Stored data entries
[Start of section]

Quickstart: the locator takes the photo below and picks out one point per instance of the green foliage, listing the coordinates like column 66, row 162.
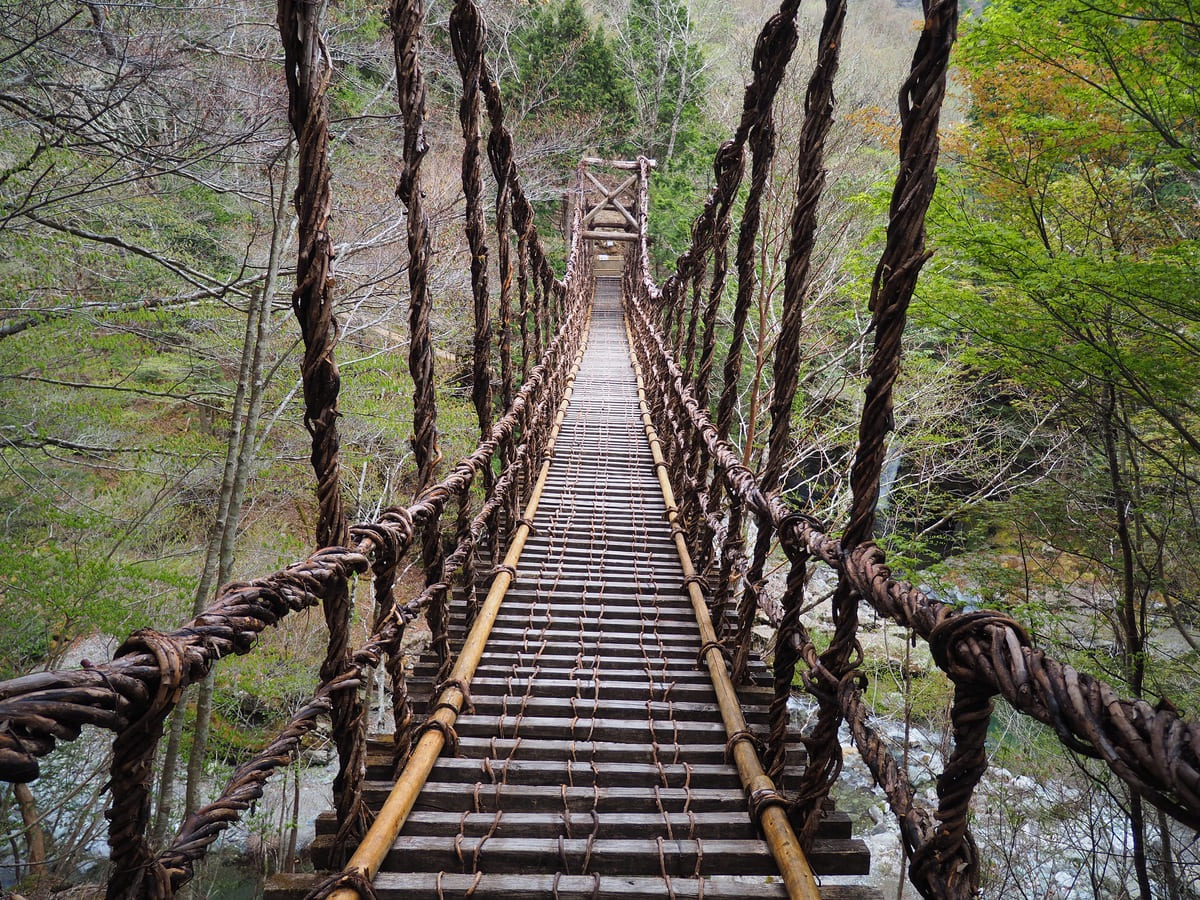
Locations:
column 567, row 69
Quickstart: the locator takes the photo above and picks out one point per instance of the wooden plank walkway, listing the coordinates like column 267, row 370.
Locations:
column 593, row 763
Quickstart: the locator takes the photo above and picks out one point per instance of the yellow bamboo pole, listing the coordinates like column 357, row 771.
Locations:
column 382, row 834
column 793, row 865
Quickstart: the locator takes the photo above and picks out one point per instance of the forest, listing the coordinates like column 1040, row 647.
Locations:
column 1045, row 460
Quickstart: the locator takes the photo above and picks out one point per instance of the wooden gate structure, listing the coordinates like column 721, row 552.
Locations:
column 591, row 718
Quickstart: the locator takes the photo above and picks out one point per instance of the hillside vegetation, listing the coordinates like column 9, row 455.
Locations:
column 1048, row 430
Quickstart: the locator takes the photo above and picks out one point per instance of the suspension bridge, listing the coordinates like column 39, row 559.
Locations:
column 591, row 718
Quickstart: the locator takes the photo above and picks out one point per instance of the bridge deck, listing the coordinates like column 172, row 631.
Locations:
column 593, row 763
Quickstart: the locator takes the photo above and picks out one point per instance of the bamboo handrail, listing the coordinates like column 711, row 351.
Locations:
column 377, row 841
column 785, row 847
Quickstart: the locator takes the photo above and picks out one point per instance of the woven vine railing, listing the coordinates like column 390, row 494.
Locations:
column 984, row 653
column 133, row 694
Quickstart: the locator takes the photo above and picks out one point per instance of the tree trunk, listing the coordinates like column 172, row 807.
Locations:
column 219, row 550
column 1170, row 876
column 239, row 462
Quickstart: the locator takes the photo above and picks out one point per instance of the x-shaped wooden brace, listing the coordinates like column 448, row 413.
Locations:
column 610, row 201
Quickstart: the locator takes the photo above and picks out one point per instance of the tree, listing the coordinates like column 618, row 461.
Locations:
column 567, row 75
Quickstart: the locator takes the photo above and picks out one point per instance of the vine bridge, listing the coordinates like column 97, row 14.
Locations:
column 591, row 718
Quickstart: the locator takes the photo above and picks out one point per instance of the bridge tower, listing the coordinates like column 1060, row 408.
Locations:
column 610, row 211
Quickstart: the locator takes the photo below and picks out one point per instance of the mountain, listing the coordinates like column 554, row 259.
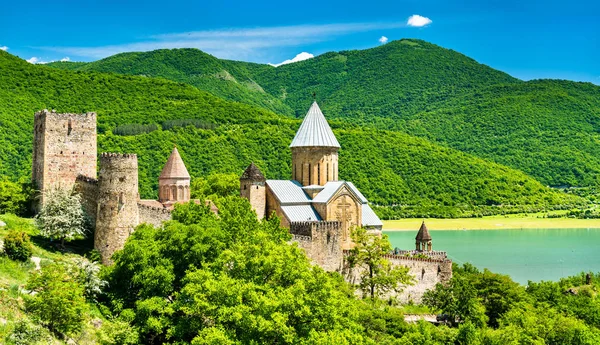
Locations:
column 548, row 129
column 222, row 136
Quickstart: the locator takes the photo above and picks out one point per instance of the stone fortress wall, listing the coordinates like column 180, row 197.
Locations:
column 153, row 215
column 322, row 242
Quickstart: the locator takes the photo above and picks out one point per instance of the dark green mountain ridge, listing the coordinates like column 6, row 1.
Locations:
column 547, row 128
column 389, row 167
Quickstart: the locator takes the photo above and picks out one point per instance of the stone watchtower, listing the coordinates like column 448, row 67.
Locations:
column 118, row 199
column 314, row 150
column 174, row 181
column 64, row 146
column 252, row 187
column 423, row 239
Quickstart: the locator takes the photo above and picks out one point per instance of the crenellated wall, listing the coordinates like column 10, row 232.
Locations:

[End of section]

The full text of the data above, exact and without pictures, is what to return.

Quickstart: the locator takes the photo below and picks out one point per instance of the green foliage, listing the coordinates like column 66, row 162.
Locations:
column 567, row 69
Quickstart: the locator takes the photo above and picks out one point per instance of the wooden plank walkway, listing the coordinates like column 267, row 370.
Locations:
column 593, row 763
Quickstart: the locator takes the photo above and picks out one point per instance of the yellow bamboo pole, listing the coordinates like column 357, row 771.
Locations:
column 382, row 834
column 793, row 865
Quickstart: the locator takes the photo above and picks out one point per instance of the forest, listing the coordinates like column 1040, row 647.
Locations:
column 1045, row 460
Quickstart: the locator takes the photo above and picks out one point per instance of the wooden gate structure, listing the coordinates like column 721, row 552.
Locations:
column 591, row 718
Quickstart: the locator takes the photo above and picks out one point per instance of the hillside vegetation, listing the coordinates like column 9, row 455.
Locations:
column 1048, row 430
Quickstart: the locator takes the photo above and picks out one point per instance of the suspension bridge, listing the coordinates like column 39, row 559.
Locations:
column 591, row 718
Quickstart: the locator takes the photo above and picks out one point per instance of the bridge deck, listing the coordinates like column 172, row 631.
Locations:
column 593, row 763
Quickstart: the locator takes the photo above and picks out one point per instance of the bamboo handrail, listing the coordinates like column 711, row 351.
Locations:
column 377, row 841
column 785, row 847
Quickstart: the locator takes the photo above and picks out one point per instance of the woven vine railing, listing the coordinates like column 390, row 494.
Locations:
column 984, row 653
column 133, row 694
Quickstart: the locator takes the photo above and picks out one point per instance of the tree trunk, listing the coordinates like column 172, row 807.
Locations:
column 219, row 550
column 1170, row 876
column 239, row 462
Quickstart: the locator takes the photo above and picks out one point per instance of the x-shaped wooden brace, listing the coordinates like column 448, row 413.
Locations:
column 610, row 201
Quickstart: the locator takes the photo above and picks out one point per instance of the tree, listing the coordinates like column 618, row 461.
Locations:
column 567, row 75
Quickstart: the locator takes the photo above and picks out one point per instance of the vine bridge, listing the coordinates like column 97, row 14.
Locations:
column 591, row 718
Quickstart: the locator takes the photo above and picks out one point per instance of the bridge tower, listing the coordinates like column 1060, row 408.
Locations:
column 610, row 211
Quickstart: the locator takes the photo below and picks out one point per instance of the mountain, listing the coordinates like column 554, row 259.
Locations:
column 548, row 129
column 222, row 136
Quickstart: the locator takes the photo above and picks out one point per instance of the stone fortress wall, listing the coordinates like column 180, row 197.
Locations:
column 153, row 215
column 322, row 242
Quickstart: the locator takes the photo above and picks out one point per instance of the dark green mountain ridge, listing the coordinates like column 6, row 1.
Locations:
column 547, row 128
column 389, row 167
Quickstart: the locator takes the photo above and picks out one point per instance of the stone watchtower, listing the coordinates like column 448, row 67.
Locations:
column 118, row 199
column 314, row 150
column 174, row 181
column 64, row 146
column 252, row 187
column 423, row 239
Quickstart: the locator takes the photo above and picks out one point per instance of the crenellated wall, listing the coordinates like column 10, row 232.
Locations:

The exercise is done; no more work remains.